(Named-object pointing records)
────────────────────────────────────────
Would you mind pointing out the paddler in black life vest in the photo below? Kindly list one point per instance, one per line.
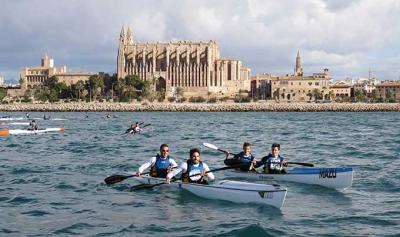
(244, 158)
(33, 125)
(192, 167)
(160, 165)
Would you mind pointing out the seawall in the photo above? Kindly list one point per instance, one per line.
(204, 107)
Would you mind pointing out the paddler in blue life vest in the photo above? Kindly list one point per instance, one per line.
(244, 158)
(273, 162)
(160, 165)
(191, 167)
(33, 125)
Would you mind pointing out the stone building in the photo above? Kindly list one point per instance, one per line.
(194, 66)
(34, 76)
(341, 90)
(294, 86)
(388, 90)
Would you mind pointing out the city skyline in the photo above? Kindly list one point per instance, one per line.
(347, 37)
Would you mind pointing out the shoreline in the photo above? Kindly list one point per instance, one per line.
(202, 107)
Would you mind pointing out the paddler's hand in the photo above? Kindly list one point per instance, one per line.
(226, 154)
(169, 169)
(203, 173)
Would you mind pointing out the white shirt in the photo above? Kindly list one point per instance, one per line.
(153, 161)
(183, 168)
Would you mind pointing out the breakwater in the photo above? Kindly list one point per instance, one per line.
(204, 107)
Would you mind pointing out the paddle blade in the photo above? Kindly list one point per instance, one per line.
(116, 178)
(301, 163)
(209, 145)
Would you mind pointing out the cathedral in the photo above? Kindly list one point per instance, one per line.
(196, 67)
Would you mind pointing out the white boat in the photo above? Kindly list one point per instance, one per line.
(228, 190)
(337, 178)
(26, 131)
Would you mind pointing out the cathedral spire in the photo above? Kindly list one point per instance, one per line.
(122, 35)
(298, 70)
(129, 37)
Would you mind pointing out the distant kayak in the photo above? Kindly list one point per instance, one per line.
(25, 131)
(10, 119)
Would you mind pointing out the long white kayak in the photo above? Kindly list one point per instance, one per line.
(228, 190)
(11, 118)
(25, 131)
(338, 178)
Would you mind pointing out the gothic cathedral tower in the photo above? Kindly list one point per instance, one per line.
(298, 70)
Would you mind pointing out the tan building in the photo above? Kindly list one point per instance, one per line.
(195, 66)
(388, 90)
(33, 76)
(293, 87)
(341, 90)
(73, 77)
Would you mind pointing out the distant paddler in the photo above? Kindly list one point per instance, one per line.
(134, 128)
(33, 126)
(244, 158)
(193, 170)
(273, 162)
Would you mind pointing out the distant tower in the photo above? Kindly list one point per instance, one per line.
(129, 37)
(121, 54)
(298, 70)
(46, 61)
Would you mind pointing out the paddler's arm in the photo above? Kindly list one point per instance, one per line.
(210, 175)
(176, 171)
(146, 166)
(261, 163)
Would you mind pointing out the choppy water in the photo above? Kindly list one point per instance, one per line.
(51, 184)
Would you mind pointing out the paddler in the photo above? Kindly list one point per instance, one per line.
(191, 167)
(160, 165)
(273, 162)
(244, 158)
(33, 125)
(136, 128)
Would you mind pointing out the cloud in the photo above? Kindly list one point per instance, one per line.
(348, 37)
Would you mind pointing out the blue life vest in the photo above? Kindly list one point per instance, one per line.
(274, 164)
(191, 170)
(244, 158)
(160, 168)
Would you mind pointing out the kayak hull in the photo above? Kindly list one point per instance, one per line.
(337, 178)
(25, 131)
(228, 190)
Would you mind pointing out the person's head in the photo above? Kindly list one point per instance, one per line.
(275, 148)
(164, 150)
(195, 155)
(246, 148)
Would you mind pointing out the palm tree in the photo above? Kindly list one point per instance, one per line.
(179, 92)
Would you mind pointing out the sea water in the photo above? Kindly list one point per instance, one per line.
(52, 184)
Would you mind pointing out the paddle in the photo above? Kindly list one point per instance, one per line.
(300, 163)
(215, 148)
(119, 177)
(140, 186)
(209, 145)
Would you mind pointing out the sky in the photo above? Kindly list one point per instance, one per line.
(350, 38)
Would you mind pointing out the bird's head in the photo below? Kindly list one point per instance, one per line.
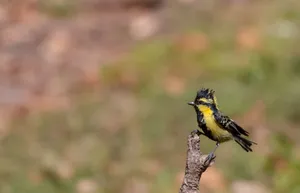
(205, 96)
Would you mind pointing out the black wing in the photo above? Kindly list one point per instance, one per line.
(228, 124)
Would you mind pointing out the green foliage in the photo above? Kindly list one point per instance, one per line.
(137, 127)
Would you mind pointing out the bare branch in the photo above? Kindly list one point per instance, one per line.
(196, 164)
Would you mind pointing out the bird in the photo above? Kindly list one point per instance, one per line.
(215, 125)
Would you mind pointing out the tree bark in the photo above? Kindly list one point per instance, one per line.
(196, 164)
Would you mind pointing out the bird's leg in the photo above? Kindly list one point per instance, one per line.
(211, 155)
(197, 132)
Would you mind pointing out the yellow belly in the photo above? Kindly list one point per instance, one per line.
(218, 133)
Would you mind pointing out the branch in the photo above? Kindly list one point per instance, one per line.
(196, 164)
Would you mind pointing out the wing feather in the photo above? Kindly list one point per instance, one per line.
(228, 124)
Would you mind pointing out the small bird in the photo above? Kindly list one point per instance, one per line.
(214, 124)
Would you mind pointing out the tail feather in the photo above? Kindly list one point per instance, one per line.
(244, 143)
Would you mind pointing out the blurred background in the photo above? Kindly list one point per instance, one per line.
(94, 93)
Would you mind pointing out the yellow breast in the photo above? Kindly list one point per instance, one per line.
(211, 124)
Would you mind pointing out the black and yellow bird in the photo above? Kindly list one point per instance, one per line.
(214, 124)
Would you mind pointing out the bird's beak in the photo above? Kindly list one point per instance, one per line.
(191, 103)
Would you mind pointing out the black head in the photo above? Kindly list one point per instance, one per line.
(204, 96)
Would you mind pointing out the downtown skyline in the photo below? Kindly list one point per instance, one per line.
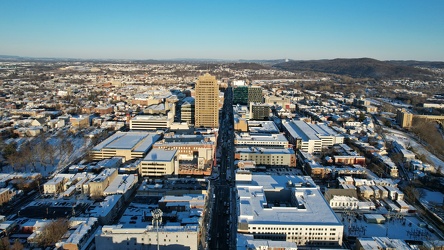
(228, 30)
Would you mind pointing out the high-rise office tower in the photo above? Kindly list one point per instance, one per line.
(255, 94)
(206, 103)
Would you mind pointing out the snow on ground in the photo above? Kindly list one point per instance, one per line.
(402, 227)
(80, 146)
(407, 141)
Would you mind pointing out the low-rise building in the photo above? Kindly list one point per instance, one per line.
(129, 145)
(159, 162)
(287, 208)
(118, 237)
(267, 156)
(309, 137)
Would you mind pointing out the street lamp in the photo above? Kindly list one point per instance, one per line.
(157, 218)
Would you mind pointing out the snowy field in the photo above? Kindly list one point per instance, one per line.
(407, 141)
(60, 158)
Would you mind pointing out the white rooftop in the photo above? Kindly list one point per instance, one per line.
(158, 154)
(311, 207)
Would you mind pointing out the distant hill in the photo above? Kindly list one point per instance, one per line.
(427, 64)
(358, 68)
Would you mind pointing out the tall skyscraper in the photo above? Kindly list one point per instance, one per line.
(206, 103)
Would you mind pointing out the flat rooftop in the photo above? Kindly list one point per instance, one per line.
(128, 141)
(157, 154)
(310, 209)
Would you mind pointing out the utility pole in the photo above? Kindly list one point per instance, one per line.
(157, 217)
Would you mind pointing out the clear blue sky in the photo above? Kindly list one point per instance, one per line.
(242, 29)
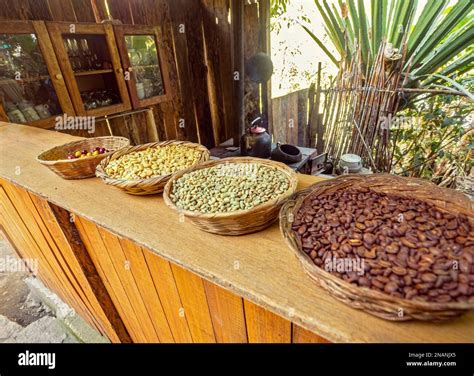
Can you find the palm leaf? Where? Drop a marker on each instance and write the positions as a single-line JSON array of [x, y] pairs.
[[442, 29], [446, 51], [321, 45], [364, 34], [425, 23]]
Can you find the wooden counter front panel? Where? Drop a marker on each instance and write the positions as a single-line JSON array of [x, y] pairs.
[[161, 302], [31, 227]]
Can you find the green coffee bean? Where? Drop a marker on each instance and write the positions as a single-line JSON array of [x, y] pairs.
[[230, 187]]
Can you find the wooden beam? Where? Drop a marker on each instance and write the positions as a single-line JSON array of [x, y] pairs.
[[237, 11]]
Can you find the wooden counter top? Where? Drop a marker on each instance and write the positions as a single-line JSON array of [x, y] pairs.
[[259, 267]]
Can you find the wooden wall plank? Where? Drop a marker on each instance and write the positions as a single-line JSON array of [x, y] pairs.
[[165, 285], [40, 10], [15, 10], [227, 314], [184, 67], [301, 335], [190, 13], [251, 46], [83, 10], [120, 10], [264, 326], [134, 255], [193, 296], [62, 10]]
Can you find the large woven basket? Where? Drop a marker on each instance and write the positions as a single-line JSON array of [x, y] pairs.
[[145, 186], [368, 300], [80, 168], [238, 222]]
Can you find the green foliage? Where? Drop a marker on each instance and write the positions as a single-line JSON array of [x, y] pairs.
[[438, 36], [435, 140]]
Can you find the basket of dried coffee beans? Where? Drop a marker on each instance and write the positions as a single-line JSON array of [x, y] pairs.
[[231, 196], [145, 169], [398, 248]]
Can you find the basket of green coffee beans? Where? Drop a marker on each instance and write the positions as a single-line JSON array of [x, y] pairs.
[[231, 196]]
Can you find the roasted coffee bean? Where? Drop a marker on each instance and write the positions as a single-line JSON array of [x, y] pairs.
[[302, 229], [411, 248], [398, 270], [428, 277], [390, 287], [369, 239]]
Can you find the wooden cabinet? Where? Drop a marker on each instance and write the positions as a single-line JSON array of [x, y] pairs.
[[147, 74], [32, 87], [89, 59], [80, 69]]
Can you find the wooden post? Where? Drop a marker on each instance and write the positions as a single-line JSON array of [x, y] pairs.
[[265, 40], [238, 118]]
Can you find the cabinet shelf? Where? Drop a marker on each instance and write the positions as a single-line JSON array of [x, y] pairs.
[[26, 80]]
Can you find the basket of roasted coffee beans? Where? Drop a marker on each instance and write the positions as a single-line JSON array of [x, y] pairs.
[[398, 248], [145, 169], [231, 196]]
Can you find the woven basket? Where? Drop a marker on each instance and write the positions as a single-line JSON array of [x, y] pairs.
[[238, 222], [372, 301], [80, 168], [145, 186]]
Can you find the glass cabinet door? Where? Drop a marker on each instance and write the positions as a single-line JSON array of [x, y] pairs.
[[142, 57], [32, 90], [89, 59]]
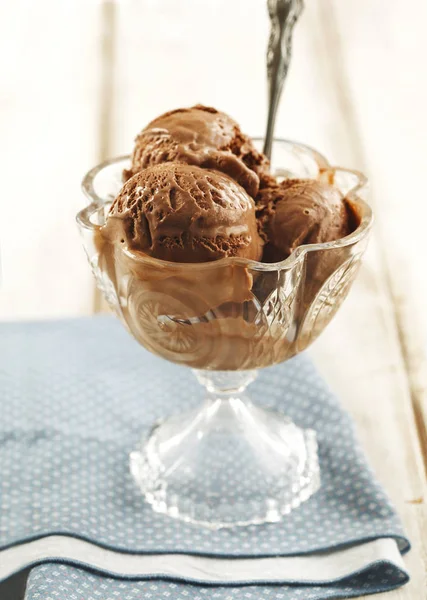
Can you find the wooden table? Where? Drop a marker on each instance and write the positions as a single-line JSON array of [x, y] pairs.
[[79, 79]]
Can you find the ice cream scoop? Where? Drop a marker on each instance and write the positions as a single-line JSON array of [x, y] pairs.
[[183, 213], [200, 136], [300, 211]]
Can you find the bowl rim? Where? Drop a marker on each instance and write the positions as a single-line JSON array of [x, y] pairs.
[[83, 219]]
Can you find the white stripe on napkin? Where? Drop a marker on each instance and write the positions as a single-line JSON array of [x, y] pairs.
[[321, 567]]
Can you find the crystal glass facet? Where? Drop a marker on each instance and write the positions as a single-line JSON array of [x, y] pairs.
[[228, 462]]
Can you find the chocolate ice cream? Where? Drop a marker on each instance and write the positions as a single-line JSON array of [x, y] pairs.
[[183, 213], [300, 211], [200, 136]]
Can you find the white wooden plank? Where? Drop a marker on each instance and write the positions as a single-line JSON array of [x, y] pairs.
[[361, 353], [50, 55], [389, 100]]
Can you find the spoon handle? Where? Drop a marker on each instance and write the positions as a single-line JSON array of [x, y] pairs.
[[283, 16]]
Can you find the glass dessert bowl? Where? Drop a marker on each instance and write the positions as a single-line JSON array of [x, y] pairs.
[[226, 319]]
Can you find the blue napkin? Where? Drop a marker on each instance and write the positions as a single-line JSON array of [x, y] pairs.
[[76, 396]]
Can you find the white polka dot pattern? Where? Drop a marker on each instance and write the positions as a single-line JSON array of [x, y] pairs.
[[76, 397], [60, 582]]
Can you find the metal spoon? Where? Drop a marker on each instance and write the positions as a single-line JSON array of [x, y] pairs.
[[283, 16]]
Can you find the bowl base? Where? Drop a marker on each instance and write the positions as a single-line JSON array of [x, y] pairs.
[[227, 464]]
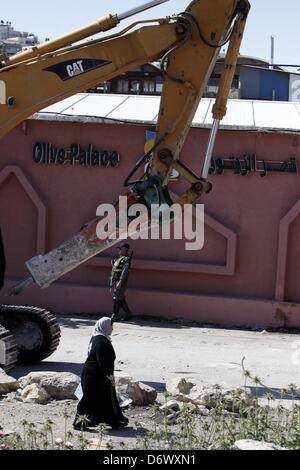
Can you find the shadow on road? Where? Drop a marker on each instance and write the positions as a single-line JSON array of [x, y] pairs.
[[21, 371], [275, 393]]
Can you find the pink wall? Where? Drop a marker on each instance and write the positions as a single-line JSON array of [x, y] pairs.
[[248, 271]]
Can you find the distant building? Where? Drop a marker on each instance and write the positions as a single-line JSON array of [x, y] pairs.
[[144, 80], [253, 79], [12, 41]]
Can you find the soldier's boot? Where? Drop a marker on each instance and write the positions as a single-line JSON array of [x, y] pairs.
[[116, 309]]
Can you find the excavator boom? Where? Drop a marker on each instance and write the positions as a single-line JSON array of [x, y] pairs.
[[187, 44]]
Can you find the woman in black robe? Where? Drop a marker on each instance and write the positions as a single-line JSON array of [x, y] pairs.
[[99, 403]]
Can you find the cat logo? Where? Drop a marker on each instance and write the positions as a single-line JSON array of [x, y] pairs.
[[75, 69], [2, 92], [72, 68]]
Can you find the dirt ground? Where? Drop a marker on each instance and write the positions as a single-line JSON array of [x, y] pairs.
[[61, 413]]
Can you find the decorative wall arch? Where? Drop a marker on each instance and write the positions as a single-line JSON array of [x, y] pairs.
[[284, 226], [228, 269], [34, 197]]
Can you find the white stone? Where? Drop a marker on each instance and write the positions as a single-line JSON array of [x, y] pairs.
[[248, 444], [179, 385], [171, 405], [34, 393], [138, 392], [7, 384], [59, 385], [203, 411]]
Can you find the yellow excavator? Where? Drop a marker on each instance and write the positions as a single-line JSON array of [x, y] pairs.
[[187, 46]]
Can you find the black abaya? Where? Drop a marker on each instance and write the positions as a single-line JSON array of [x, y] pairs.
[[99, 402]]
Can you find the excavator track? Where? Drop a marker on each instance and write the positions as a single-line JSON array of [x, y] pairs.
[[36, 331], [8, 350]]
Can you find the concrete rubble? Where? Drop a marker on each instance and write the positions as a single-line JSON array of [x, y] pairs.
[[34, 393], [248, 444], [140, 393], [7, 384], [182, 390], [58, 385]]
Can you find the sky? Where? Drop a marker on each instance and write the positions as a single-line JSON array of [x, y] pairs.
[[267, 17]]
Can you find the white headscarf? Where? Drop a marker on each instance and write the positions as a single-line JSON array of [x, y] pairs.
[[102, 327]]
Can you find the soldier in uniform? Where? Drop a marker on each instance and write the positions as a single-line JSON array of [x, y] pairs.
[[118, 283]]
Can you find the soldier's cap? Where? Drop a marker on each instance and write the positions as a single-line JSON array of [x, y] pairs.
[[124, 245]]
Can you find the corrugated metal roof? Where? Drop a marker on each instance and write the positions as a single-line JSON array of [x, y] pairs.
[[272, 116]]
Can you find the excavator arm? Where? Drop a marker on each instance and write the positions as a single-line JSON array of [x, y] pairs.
[[187, 44]]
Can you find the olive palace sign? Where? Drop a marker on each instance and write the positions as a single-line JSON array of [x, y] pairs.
[[89, 156], [46, 153]]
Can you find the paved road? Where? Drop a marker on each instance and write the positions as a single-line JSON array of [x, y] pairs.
[[154, 352]]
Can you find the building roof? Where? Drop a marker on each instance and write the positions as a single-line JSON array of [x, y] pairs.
[[267, 116]]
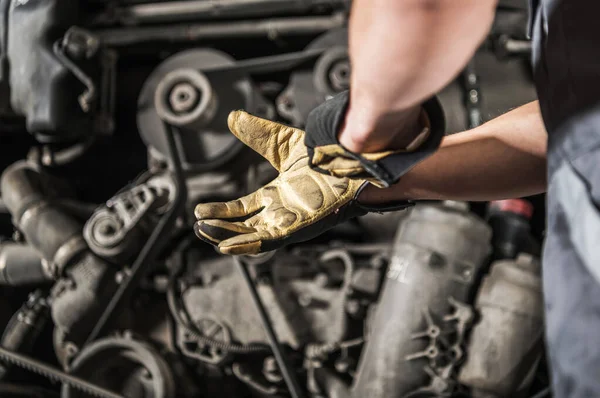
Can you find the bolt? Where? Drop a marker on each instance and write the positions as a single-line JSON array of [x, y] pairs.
[[304, 300], [378, 262], [322, 279], [342, 365], [353, 307]]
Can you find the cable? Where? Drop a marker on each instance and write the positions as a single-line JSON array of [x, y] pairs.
[[55, 374], [286, 370], [155, 242], [179, 311], [544, 393]]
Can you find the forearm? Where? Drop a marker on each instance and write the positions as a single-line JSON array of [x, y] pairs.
[[504, 158], [402, 52]]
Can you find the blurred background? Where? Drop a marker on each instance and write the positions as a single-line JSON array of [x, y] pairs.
[[113, 126]]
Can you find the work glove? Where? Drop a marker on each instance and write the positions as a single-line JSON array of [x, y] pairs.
[[328, 156], [298, 205]]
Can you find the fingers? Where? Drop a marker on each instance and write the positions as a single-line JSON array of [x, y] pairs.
[[230, 238], [215, 231], [236, 208], [277, 143], [242, 244]]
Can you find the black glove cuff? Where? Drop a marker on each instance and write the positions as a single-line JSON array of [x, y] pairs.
[[324, 123]]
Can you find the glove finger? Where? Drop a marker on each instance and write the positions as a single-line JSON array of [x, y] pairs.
[[243, 244], [274, 141], [241, 207], [215, 231]]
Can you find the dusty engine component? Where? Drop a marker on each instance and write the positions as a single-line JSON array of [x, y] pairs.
[[25, 326], [124, 365], [310, 87], [419, 328], [116, 231], [21, 265], [331, 317], [305, 292], [50, 75], [510, 221], [195, 91], [85, 282], [510, 308]]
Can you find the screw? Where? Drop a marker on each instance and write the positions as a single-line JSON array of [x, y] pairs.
[[353, 307], [304, 300]]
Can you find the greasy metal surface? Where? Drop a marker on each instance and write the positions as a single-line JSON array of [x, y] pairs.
[[436, 257], [505, 346]]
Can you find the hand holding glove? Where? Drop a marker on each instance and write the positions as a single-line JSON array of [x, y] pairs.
[[300, 204], [382, 169]]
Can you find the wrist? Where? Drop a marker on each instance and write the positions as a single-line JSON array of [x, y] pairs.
[[365, 130]]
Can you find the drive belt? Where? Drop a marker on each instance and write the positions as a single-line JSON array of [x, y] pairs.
[[54, 374]]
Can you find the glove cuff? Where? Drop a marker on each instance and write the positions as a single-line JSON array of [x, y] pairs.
[[328, 156]]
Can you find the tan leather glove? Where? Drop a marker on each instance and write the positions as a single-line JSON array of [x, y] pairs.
[[382, 169], [298, 205]]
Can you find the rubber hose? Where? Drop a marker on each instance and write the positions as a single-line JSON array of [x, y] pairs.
[[21, 264]]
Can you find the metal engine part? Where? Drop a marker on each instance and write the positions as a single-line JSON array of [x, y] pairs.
[[420, 323], [125, 365], [116, 231], [302, 308], [22, 265], [85, 282], [25, 326], [194, 91], [59, 100], [310, 87], [357, 313], [505, 345]]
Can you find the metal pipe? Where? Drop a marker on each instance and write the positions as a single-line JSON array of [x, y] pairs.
[[177, 11], [155, 242], [286, 370], [21, 264], [271, 28]]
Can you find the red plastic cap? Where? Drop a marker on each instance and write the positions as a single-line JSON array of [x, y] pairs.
[[516, 206]]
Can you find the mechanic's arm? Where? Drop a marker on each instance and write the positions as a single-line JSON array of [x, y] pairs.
[[402, 52], [504, 158]]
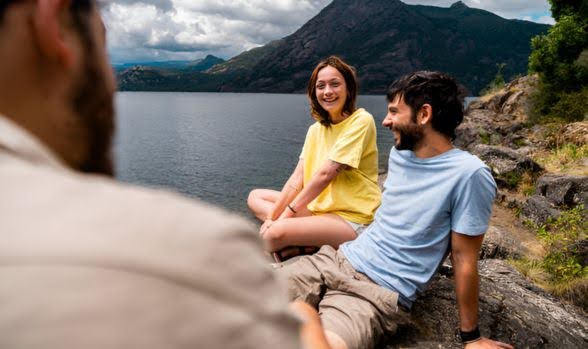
────────────────────────────────────────
▶ What you are asked to do: Report how many lines of the records above contain the word "green". Give only the number.

▶ Written response: 4